» **Task to carry out**:
In the page on the RFC Online Project, who started the project to restore the missing RFCs?

» **Selected extract**:
The RFC-Online Project


Note: The information on this page is out of date; it is retained for historical reasons. For updated information, please see the Update on the RFC Online Project (2008).
The RFC Online project is an effort to bring all the early RFCs online. Volunteers type or scan in the text of these RFCS, while the RFC Editor does the final formatting and proof-reading.



History of RFC Online Project

The Requests for Comment (RFC) documents form a series of notes started in 1969 by the research community that designed and built the ARPAnet. The RFCs series forms an archive of technical proposals, standards, and ideas about packet-switched networks. The earliest RFCs were produced and distributed on paper, but network distribution began after as the FTP protocol was defined and implemented on the ARPAnet.

At some point in the history of the RFCs, when operating systems were changed and links and/or conversions did not work, the files containing the first 600 RFCs were lost. If you look up an early RFC using the RFC search engine or the RFC index file, you will find "(Not online)" under Format for many early RFCs. Fortunately, the RFC Editor (and a few others) have paper copies of all the RFCs back to the beginning. A few years ago, the RFC Editor Jon Postel initiated a project to restore all the missing RFCs. This is the RFC Online Project.

This project depends upon volunteers who type or scan in the missing text. The RFC Editor then edits the documents for content accuracy and style consistency, and finally puts the text online. Any RFC earlier than RFC 600 that is online today is there by grace of the RFC Online project. While the initial scope of the project was thought to be documents in the 1 - 600 range, the project was later expanded to include all missing documents in the 1- 800 range. All RFCs after 800 were already online.

Current Status

With the generous help of the volunteers, over the last 3 years we have made considerable progress. At the present time there are approximately 200 RFCs yet to be put online, out of the first 800. ISI is currently backlogged on editing and proofreading the text; there are approximately 100 RFCs for which we now have nroff sources that we have not yet edited. We are making a strenuous effort to speed up this process, but the RFC Online project must be of lower priority than editing new RFCs.

» **Record extracts**:
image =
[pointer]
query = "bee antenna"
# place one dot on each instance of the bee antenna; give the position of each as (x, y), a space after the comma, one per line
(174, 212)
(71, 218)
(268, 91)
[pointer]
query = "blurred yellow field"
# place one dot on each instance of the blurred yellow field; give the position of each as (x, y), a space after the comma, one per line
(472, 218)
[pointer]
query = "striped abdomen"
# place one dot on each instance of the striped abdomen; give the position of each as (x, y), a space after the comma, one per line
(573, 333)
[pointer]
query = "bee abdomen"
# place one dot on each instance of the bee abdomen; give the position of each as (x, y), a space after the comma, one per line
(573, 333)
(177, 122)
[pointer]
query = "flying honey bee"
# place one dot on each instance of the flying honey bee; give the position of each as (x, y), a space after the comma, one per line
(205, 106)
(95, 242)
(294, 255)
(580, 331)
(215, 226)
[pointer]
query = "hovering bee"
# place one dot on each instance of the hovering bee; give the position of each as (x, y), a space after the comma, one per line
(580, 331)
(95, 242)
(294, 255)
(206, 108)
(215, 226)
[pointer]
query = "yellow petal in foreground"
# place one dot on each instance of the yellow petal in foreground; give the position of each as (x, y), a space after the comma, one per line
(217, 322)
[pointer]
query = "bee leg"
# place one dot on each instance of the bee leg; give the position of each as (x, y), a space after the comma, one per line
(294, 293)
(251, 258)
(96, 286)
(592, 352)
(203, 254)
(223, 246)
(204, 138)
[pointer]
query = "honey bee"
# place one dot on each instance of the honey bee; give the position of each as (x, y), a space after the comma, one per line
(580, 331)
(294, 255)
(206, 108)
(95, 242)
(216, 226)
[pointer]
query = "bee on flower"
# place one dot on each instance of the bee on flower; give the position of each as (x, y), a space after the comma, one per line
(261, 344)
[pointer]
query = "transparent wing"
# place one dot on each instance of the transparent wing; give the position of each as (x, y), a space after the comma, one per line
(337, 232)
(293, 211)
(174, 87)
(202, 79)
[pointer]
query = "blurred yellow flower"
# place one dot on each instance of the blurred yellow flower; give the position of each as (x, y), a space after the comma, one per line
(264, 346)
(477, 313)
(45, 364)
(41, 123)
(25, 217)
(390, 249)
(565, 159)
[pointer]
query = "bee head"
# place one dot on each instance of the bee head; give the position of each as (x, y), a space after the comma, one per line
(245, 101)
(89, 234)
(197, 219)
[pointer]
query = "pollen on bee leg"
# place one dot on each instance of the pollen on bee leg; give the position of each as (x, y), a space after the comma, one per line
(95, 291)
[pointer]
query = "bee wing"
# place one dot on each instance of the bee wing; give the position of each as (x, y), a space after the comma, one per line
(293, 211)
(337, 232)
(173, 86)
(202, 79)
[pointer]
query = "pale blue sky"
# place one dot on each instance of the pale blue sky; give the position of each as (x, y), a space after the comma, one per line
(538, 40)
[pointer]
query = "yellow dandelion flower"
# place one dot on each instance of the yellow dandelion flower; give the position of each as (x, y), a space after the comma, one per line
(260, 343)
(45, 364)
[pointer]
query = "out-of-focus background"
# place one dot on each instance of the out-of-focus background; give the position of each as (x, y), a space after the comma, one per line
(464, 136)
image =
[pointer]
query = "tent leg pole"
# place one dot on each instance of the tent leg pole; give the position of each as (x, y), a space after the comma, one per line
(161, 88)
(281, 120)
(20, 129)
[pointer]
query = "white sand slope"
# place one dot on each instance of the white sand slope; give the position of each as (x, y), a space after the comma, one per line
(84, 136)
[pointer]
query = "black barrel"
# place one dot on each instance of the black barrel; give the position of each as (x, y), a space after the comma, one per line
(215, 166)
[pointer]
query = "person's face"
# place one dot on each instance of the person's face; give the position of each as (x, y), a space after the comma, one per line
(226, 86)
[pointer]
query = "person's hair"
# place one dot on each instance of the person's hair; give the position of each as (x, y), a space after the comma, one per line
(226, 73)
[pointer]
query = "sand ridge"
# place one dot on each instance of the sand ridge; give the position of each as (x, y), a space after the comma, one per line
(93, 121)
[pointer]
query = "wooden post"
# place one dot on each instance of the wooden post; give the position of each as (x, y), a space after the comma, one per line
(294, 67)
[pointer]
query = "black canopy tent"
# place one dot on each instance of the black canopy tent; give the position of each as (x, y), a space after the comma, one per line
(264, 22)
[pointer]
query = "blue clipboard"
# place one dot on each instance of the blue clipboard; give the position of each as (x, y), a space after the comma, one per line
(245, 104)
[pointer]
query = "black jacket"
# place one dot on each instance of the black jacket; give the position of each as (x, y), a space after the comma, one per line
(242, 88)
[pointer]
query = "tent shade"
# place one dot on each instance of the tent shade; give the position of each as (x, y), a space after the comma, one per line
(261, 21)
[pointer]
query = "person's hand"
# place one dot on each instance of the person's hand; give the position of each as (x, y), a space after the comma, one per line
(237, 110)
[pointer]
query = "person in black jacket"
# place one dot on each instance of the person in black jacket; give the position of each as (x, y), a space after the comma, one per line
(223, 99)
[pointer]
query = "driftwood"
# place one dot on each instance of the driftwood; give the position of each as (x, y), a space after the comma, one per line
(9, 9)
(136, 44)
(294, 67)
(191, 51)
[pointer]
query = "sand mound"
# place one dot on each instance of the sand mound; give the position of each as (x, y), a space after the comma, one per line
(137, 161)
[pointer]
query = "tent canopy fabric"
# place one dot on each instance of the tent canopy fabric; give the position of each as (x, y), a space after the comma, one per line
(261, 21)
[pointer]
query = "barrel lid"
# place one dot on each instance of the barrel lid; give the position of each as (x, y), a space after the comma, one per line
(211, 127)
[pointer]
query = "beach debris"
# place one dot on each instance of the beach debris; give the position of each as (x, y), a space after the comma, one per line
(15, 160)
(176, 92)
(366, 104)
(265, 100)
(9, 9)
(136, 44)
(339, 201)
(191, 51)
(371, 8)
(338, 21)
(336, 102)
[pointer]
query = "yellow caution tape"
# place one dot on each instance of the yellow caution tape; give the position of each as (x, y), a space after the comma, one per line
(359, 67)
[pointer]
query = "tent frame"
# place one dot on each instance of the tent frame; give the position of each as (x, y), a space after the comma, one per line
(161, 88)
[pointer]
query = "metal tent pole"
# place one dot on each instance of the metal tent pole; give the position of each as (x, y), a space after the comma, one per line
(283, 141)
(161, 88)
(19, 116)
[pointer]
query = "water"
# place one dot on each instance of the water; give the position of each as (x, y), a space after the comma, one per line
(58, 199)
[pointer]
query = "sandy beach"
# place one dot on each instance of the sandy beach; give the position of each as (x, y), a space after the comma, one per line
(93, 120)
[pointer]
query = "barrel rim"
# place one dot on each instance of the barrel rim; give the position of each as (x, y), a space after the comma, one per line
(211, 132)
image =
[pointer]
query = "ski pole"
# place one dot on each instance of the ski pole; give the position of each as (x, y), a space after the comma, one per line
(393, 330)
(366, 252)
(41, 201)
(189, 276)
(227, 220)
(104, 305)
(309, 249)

» **Output for this task**:
The RFC Editor Jon Postel.